======== Document excerpt

Wednesday, May 23, 2012

Tournament Week, What is That, That Time Again and My Two Cents!

Hello and welcome to "The Greenkeeper"! Today is May 23, 2012 and it is Member-Member week at Carolina Golf Club.  With the 3-day (54 hole) Member-Member Championship scheduled for this coming Memorial Day weekend it can only mean it is time for more rain!  I don't know why but recently (going back to last season) it seems the best way out of a dry period is to begin course preparations for one of our major tournaments.  Two weeks ago we received 2.25 inches rain during the week leading into the Member-Guest tournament and this morning I arrived to find just over 1 inch of rain in the gauge as storms moved north through Charlotte as most of us were probably getting ready for bed last night.  Of course there are storms in the forecast for this afternoon, evening and tomorrow too. 
Perhaps you have seen some of my staff members (assistant superintendent Shane Harrelson pictured using the Fieldscout TDR 300) walking the putting surfaces with a strange device in their hands recently and wondered what they are doing.  I acquired two soil moisture meters that are helping bring putting green management at Carolina into the 21st century.   Prior to now, knowing the
water requirements each putting surface needed to get through the day was based solely on experience and in some instances gut instinct.  Although still true today, now we are able to assign a value to those conditions where experience alone was all we had prior.  By monitoring the greens daily we can determine how wet they truly are after an irrigation or rain event and how quickly or slowly (depending on the weather) they begin to dry.  In other words, the tools allow us to quantify the minimum amount of soil moisture the plant needs to make it through the day without wilting.  Armed with this knowledge our irrigation practices (hand watering or overhead sprinklers) are more precise thus we use less water and our putting surfaces are even better than before!

Many or you already know but I wanted to give you a friendly reminder next week we will be aerating the putting greens.  This late spring/early summer aeration utilizes the smallest tine size available to us (half the diameter of the tines used in early spring and fall).  The purpose of this aeration is to create even more holes prior to the onset of summer conditions so we can maximize the amount of oxygen to the turf's roots for greater summer survival.  Also, not only will we be aerating the putting surfaces but this is the first of two scheduled aerations for the fairways (the other is mid-July).  Tees and roughs will be aerated upon the completion of the greens and fairways.  In other words, it is going to be a little "messy" out here (especially in the early morning dew) so please plan and schedule your golf accordingly.

On a final note, it was so nice last week to receive well wishes from many of you regarding both my tenure at Carolina as well as my opportunity to play our architect's masterpiece, Pinehurst No. 2!  Prior to the start of my round last Thursday morning I spoke with the starter and inquired how the modifications to the course had been received by most of the resort guests.  He told me it was 50/50 (either they loved it or hated it and there really wasn't any middle ground).  Having played the course I understand why because the lack of lush, emerald green rough is not pleasing to the eye of everyone however I am not a member of this demographic.

================

Stated task
Continue the golf course maintenance blog post from the point where it ends. The rows have nothing to do with the golf course maintenance blog post.

======== Material

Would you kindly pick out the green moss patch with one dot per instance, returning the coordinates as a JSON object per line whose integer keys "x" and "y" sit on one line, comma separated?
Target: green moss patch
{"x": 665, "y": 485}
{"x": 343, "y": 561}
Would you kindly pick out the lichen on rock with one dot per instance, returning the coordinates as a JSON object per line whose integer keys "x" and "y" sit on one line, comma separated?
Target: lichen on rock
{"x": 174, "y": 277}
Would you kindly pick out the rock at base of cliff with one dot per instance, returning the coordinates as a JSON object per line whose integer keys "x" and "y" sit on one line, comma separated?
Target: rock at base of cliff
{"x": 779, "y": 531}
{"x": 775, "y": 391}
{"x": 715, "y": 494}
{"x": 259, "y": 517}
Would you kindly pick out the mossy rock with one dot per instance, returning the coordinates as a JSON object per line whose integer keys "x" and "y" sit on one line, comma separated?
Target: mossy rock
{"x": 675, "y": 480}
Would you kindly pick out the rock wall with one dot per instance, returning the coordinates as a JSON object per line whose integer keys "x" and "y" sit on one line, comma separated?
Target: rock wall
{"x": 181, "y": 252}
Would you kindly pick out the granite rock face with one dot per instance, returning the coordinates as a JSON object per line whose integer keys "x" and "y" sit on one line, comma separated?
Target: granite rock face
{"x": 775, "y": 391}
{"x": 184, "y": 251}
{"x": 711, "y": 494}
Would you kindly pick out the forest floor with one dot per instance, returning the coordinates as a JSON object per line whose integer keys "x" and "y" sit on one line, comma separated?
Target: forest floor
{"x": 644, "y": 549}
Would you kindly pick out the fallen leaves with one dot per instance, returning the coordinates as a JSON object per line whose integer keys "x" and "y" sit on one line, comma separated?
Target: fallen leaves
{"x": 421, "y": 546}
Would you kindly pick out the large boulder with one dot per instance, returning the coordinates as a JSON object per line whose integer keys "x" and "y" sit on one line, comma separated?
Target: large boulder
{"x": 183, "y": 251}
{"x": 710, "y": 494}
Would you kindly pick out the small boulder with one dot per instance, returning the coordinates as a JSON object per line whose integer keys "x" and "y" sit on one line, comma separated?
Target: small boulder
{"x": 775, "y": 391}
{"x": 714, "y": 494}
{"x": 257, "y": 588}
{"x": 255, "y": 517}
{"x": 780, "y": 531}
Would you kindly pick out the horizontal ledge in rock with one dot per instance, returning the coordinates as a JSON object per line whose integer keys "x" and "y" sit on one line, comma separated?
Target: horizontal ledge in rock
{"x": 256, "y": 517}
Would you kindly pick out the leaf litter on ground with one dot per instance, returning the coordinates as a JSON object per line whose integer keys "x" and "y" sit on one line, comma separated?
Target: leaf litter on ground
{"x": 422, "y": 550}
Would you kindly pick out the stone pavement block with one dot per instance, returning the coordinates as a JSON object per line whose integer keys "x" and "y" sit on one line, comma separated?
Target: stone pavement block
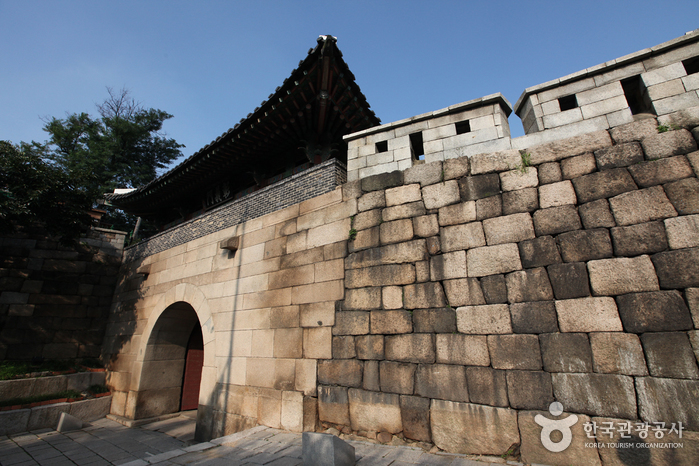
{"x": 326, "y": 450}
{"x": 569, "y": 280}
{"x": 585, "y": 245}
{"x": 661, "y": 171}
{"x": 528, "y": 285}
{"x": 678, "y": 268}
{"x": 594, "y": 394}
{"x": 668, "y": 144}
{"x": 621, "y": 155}
{"x": 566, "y": 352}
{"x": 484, "y": 320}
{"x": 669, "y": 354}
{"x": 594, "y": 314}
{"x": 617, "y": 353}
{"x": 529, "y": 389}
{"x": 603, "y": 184}
{"x": 622, "y": 275}
{"x": 684, "y": 195}
{"x": 657, "y": 311}
{"x": 473, "y": 429}
{"x": 556, "y": 220}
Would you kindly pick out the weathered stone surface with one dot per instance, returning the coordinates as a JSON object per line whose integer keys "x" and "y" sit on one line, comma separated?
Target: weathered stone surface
{"x": 425, "y": 226}
{"x": 578, "y": 166}
{"x": 345, "y": 372}
{"x": 372, "y": 411}
{"x": 617, "y": 353}
{"x": 556, "y": 220}
{"x": 514, "y": 352}
{"x": 569, "y": 280}
{"x": 669, "y": 354}
{"x": 411, "y": 251}
{"x": 388, "y": 322}
{"x": 487, "y": 386}
{"x": 596, "y": 214}
{"x": 534, "y": 452}
{"x": 372, "y": 200}
{"x": 464, "y": 292}
{"x": 585, "y": 245}
{"x": 643, "y": 238}
{"x": 684, "y": 195}
{"x": 470, "y": 350}
{"x": 678, "y": 268}
{"x": 441, "y": 194}
{"x": 423, "y": 295}
{"x": 668, "y": 400}
{"x": 478, "y": 187}
{"x": 415, "y": 413}
{"x": 603, "y": 184}
{"x": 534, "y": 317}
{"x": 588, "y": 315}
{"x": 661, "y": 171}
{"x": 634, "y": 131}
{"x": 343, "y": 347}
{"x": 539, "y": 252}
{"x": 558, "y": 150}
{"x": 413, "y": 209}
{"x": 434, "y": 320}
{"x": 457, "y": 214}
{"x": 566, "y": 352}
{"x": 640, "y": 206}
{"x": 529, "y": 389}
{"x": 382, "y": 181}
{"x": 370, "y": 347}
{"x": 397, "y": 377}
{"x": 459, "y": 237}
{"x": 402, "y": 194}
{"x": 609, "y": 277}
{"x": 621, "y": 155}
{"x": 657, "y": 311}
{"x": 596, "y": 394}
{"x": 382, "y": 275}
{"x": 449, "y": 265}
{"x": 472, "y": 429}
{"x": 491, "y": 260}
{"x": 362, "y": 299}
{"x": 549, "y": 172}
{"x": 441, "y": 381}
{"x": 517, "y": 179}
{"x": 333, "y": 405}
{"x": 425, "y": 174}
{"x": 668, "y": 144}
{"x": 489, "y": 207}
{"x": 522, "y": 200}
{"x": 494, "y": 289}
{"x": 414, "y": 347}
{"x": 351, "y": 323}
{"x": 484, "y": 320}
{"x": 528, "y": 285}
{"x": 508, "y": 229}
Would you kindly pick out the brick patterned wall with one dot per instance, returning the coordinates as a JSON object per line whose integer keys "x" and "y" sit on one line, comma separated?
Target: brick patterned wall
{"x": 477, "y": 294}
{"x": 311, "y": 183}
{"x": 54, "y": 301}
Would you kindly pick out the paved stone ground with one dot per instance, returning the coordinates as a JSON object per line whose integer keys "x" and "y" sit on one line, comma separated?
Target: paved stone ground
{"x": 170, "y": 443}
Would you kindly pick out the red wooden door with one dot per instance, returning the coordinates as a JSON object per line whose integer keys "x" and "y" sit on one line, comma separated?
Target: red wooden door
{"x": 194, "y": 361}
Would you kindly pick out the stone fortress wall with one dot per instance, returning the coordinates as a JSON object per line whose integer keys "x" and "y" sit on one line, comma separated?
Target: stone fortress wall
{"x": 450, "y": 300}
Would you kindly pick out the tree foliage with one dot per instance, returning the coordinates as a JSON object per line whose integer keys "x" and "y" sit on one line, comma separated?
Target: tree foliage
{"x": 33, "y": 190}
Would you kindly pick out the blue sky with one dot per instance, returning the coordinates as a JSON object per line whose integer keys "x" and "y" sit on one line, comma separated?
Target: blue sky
{"x": 210, "y": 63}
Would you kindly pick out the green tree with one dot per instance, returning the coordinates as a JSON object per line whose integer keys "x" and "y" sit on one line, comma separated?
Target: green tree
{"x": 34, "y": 191}
{"x": 122, "y": 149}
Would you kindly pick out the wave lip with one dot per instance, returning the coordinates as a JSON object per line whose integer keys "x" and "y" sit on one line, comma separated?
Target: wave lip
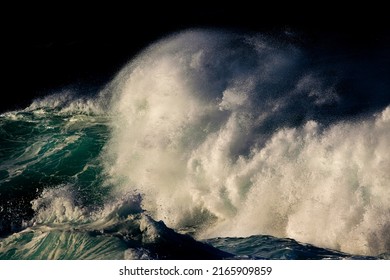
{"x": 213, "y": 127}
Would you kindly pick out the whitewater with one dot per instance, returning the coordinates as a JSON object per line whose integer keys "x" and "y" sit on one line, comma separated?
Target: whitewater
{"x": 209, "y": 144}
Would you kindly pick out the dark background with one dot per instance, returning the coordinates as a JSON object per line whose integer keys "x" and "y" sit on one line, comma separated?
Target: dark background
{"x": 47, "y": 48}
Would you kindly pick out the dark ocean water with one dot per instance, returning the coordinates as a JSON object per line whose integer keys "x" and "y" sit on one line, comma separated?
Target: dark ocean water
{"x": 208, "y": 145}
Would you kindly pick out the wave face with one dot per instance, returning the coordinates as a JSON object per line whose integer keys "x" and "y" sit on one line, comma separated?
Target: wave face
{"x": 218, "y": 135}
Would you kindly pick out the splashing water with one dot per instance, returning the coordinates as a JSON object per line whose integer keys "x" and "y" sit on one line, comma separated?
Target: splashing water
{"x": 221, "y": 135}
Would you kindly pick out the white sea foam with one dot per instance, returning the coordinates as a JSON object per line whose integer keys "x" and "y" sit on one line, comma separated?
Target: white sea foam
{"x": 215, "y": 131}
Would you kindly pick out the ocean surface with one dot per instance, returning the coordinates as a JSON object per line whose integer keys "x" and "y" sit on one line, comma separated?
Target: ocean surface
{"x": 207, "y": 145}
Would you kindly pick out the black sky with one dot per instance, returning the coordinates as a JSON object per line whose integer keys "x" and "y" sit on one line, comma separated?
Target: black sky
{"x": 49, "y": 48}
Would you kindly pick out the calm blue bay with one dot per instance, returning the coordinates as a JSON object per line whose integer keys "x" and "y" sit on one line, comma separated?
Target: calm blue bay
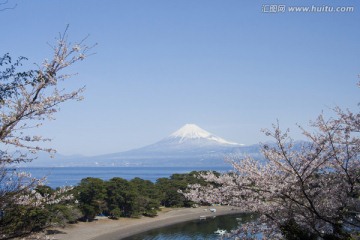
{"x": 71, "y": 176}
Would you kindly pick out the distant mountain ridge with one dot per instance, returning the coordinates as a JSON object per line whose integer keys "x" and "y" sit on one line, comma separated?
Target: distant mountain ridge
{"x": 188, "y": 145}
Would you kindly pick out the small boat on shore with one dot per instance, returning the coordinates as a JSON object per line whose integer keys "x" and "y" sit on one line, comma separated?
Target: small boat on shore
{"x": 220, "y": 232}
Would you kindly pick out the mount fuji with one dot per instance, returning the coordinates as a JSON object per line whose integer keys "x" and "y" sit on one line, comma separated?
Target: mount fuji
{"x": 189, "y": 145}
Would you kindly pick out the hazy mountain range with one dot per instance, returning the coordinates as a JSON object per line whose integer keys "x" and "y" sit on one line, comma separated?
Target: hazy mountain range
{"x": 188, "y": 145}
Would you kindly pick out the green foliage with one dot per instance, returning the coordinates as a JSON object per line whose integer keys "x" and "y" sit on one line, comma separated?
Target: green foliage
{"x": 169, "y": 187}
{"x": 118, "y": 197}
{"x": 91, "y": 194}
{"x": 20, "y": 220}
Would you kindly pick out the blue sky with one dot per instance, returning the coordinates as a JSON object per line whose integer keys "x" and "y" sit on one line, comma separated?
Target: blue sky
{"x": 222, "y": 64}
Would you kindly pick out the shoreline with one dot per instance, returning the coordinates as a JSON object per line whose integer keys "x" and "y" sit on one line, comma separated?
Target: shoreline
{"x": 105, "y": 228}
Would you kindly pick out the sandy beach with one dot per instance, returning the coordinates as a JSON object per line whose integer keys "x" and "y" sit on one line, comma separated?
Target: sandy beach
{"x": 117, "y": 229}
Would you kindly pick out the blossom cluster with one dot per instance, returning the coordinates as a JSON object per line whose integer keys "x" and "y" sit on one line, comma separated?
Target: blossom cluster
{"x": 314, "y": 184}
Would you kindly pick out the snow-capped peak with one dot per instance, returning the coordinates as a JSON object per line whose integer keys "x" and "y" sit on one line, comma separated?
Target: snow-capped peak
{"x": 192, "y": 131}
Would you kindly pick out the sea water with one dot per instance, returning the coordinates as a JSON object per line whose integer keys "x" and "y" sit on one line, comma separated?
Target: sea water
{"x": 71, "y": 176}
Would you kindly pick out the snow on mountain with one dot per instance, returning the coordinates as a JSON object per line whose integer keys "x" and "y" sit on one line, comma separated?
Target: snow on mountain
{"x": 188, "y": 145}
{"x": 192, "y": 131}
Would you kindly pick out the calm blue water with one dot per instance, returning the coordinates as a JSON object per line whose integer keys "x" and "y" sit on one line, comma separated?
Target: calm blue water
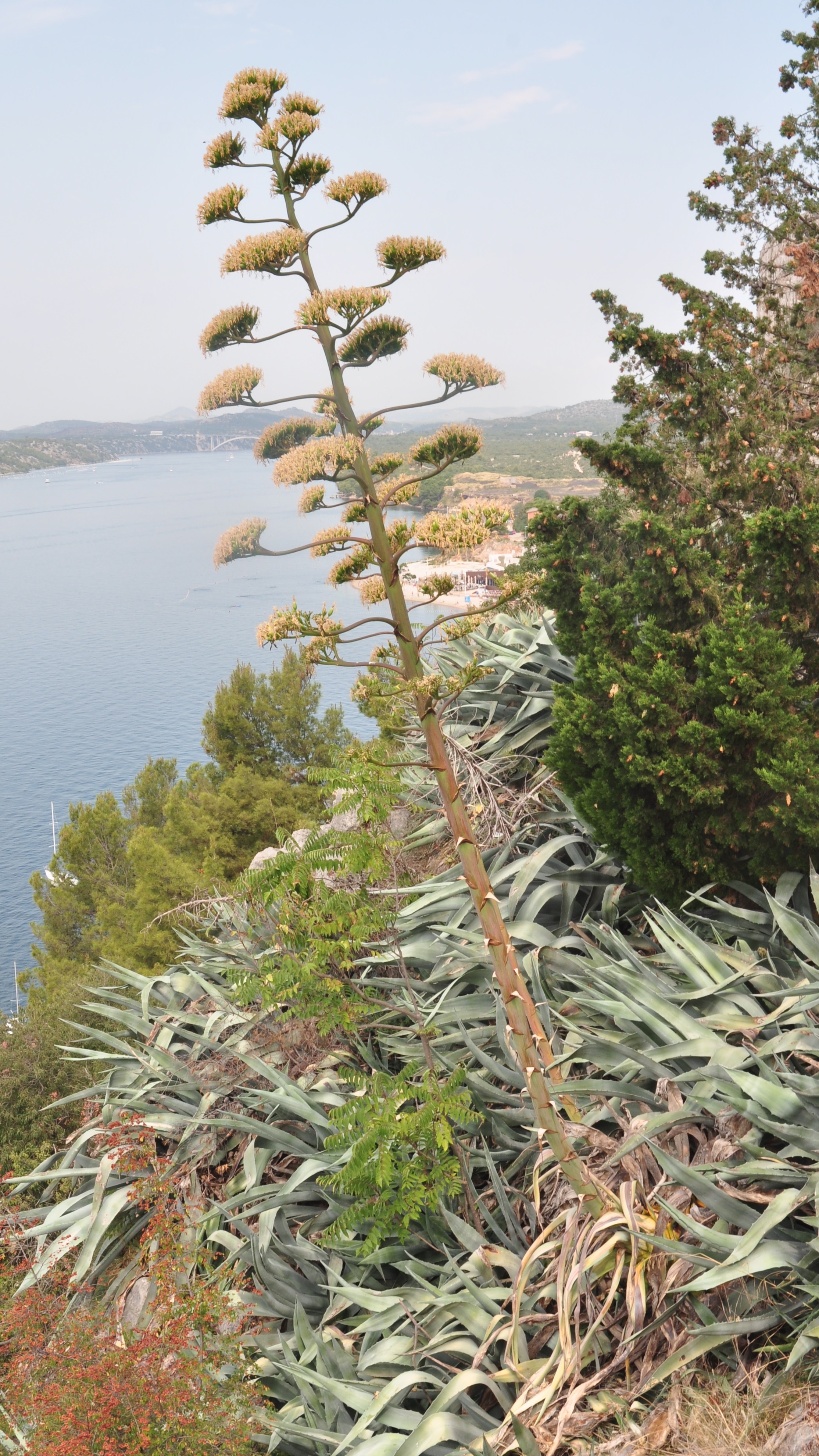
{"x": 117, "y": 631}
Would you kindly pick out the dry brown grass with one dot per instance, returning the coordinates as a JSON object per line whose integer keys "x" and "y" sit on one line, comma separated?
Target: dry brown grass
{"x": 723, "y": 1421}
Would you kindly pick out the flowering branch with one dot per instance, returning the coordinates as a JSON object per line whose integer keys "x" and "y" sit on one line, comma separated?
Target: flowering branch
{"x": 353, "y": 333}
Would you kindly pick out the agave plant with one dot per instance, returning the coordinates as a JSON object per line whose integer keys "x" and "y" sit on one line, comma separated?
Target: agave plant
{"x": 511, "y": 1315}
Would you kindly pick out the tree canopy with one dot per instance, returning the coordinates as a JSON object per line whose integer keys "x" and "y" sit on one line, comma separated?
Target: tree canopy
{"x": 689, "y": 590}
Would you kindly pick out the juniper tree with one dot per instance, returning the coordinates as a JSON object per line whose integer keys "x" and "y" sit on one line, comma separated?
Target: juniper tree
{"x": 690, "y": 590}
{"x": 330, "y": 450}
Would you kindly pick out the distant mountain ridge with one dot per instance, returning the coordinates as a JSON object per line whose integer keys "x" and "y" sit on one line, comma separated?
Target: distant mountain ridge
{"x": 537, "y": 446}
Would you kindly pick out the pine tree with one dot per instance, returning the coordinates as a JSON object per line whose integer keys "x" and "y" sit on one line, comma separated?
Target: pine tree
{"x": 689, "y": 592}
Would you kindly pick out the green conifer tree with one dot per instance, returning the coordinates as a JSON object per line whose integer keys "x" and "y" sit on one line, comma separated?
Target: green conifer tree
{"x": 689, "y": 592}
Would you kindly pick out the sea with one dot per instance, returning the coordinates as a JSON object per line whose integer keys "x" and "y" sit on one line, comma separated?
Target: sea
{"x": 117, "y": 630}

================

Exercise output
View of the 1st green (2nd hole in the background).

View of the 12th green complex.

The newly "recreated" sandy, waste areas give a totally different look to the golf course than most American golfers are accustomed to.  I found the "scruff" as I called it to be very playable and even the caddy in the group mentioned how it is easier for resort guests to find and advance the ball as opposed to before when their only option was to hit a wedge back in play.  Of course the scruffy areas contained wire grass, pine needles, pine cones and various weeds.  They will evolve with the seasons and mature over the next couple of years before the U.S. Open returns in 2014 making for a very interesting championship.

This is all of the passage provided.